=== INPUT FOR THIS TASK ===

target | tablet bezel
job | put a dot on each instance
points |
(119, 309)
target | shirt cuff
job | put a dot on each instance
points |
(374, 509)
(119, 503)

===

WHAT YOU ARE ASKED TO DO = Once you reach the line that holds "target | shirt cuff", print it and every line after it through the end of the records, word for word.

RESPONSE BELOW =
target | shirt cuff
job | put a dot on each instance
points |
(374, 509)
(119, 503)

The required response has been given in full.